**How to complete this task**
Go through the entries below and retype them exactly, omitting each picture.

Records from a collection
*** Block opens ***

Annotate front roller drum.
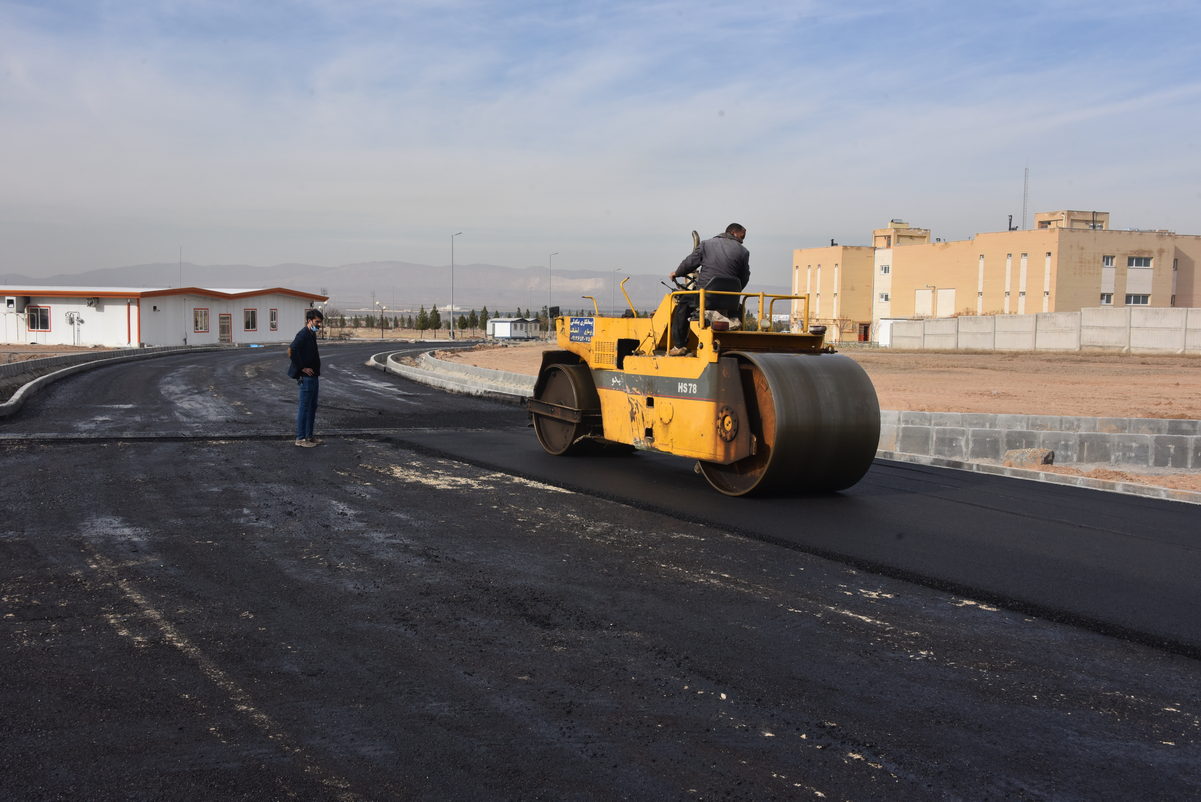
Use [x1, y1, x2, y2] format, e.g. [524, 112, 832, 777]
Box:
[699, 352, 880, 496]
[530, 363, 601, 455]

*** Block closes ***

**Written answer**
Annotate front roller drum.
Use [x1, y1, x2, y2] format, e.g. [524, 112, 832, 777]
Box:
[699, 352, 880, 496]
[530, 363, 601, 455]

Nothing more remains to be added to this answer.